Short exercise =>
Working from the material below, print the lines from the line holding "Could you mark the slate" through its final line, inclusive, exactly and with nothing else; pictures are excluded.

* begin Information supplied *

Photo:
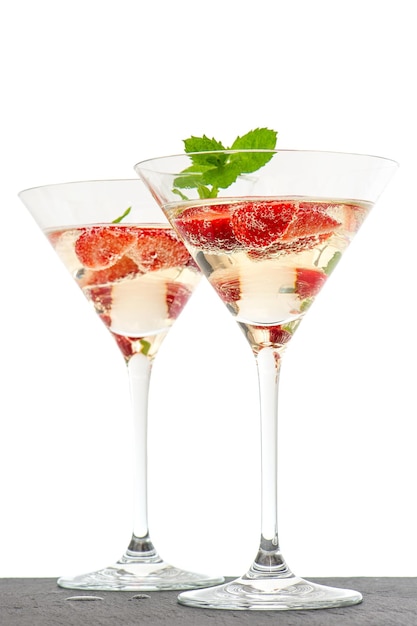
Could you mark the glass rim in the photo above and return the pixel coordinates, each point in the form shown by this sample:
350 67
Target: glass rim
80 182
140 164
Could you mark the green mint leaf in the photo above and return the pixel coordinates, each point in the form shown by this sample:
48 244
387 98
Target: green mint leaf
211 172
258 139
204 144
121 217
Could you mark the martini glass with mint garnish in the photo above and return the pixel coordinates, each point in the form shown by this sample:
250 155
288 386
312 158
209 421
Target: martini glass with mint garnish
138 276
267 228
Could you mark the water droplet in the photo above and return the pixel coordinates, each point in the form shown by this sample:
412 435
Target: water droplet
81 598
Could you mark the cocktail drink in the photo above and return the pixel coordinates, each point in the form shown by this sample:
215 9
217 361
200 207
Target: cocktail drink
138 276
267 228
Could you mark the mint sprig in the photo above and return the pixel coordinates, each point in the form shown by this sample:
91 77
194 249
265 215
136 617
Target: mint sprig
210 172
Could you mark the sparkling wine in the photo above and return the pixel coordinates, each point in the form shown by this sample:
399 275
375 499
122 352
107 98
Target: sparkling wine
138 278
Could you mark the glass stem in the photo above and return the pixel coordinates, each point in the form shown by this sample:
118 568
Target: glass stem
139 369
269 560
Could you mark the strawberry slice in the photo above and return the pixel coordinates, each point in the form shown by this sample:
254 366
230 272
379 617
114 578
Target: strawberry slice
310 219
123 268
177 296
99 247
259 224
207 227
157 248
287 226
308 282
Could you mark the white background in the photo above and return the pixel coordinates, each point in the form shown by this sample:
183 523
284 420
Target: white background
88 89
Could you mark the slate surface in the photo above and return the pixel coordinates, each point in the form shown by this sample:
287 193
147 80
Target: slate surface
40 602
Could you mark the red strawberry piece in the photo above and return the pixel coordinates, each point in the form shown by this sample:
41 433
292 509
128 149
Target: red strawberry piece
259 224
123 268
207 227
177 296
99 247
310 219
279 335
158 248
308 282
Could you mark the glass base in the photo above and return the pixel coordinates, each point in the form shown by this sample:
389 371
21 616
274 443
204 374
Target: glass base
139 577
266 594
140 569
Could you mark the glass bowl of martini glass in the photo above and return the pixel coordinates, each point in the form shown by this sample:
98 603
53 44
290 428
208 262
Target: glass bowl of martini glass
267 228
138 276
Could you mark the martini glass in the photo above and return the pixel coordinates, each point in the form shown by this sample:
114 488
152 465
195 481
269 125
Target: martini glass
267 228
137 275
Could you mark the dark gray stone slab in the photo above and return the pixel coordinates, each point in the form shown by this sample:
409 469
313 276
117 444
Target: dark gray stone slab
40 602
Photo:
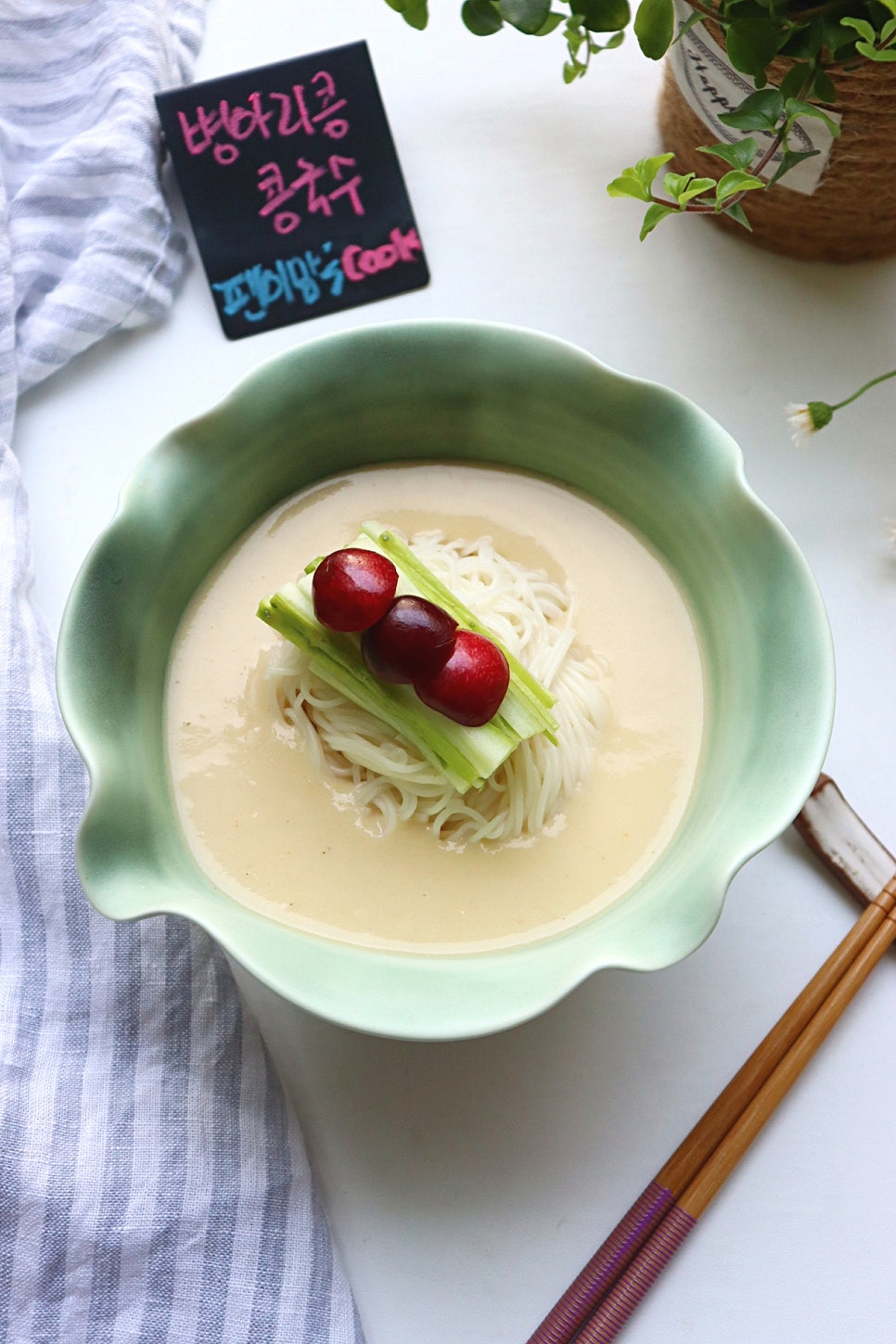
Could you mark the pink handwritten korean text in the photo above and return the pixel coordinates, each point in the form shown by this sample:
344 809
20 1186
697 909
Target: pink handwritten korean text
312 182
273 116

* end Information supplied *

Written solution =>
Could you mark the slate surface in the photo above and return the pixel coordinates, each point in the form shown by this sample:
287 193
147 80
Target: slate surface
40 602
Could you mark the red strawberry piece in the photo above and return the pixel coordinates, each point in the form shown by this sample:
41 433
292 509
128 149
Target: red strawberry piece
259 224
123 268
207 227
177 296
99 247
310 219
279 335
158 248
308 282
Could you mark the glass base in the photo above and return the pixel coordinates, each point in the form shown by this sample:
389 371
21 616
274 443
204 374
Target: glass base
139 577
266 594
140 569
Could you mark the glass bowl of martini glass in the photo above and return the pixel coordinates, each point in the form shown by this sample:
98 603
53 44
290 428
208 262
Target: glass bowl of martini glass
267 228
138 276
Could you mark the martini glass in the photo above and return the pixel coordinates, each point in the form shown by this sample:
114 488
152 465
195 481
269 125
Target: martini glass
267 228
137 275
Could you mark the dark gray stone slab in the photo above and return the pixel coordinates, each point in the form shown by this sample:
409 469
313 276
117 444
Target: dark gray stone slab
40 602
Photo:
Could you mark the pink handwritten korean text in the photo above and return the pixel coordinates, each point in the form shown by this sample:
344 809
20 1186
697 909
Target: pink handwritten korean text
312 182
273 116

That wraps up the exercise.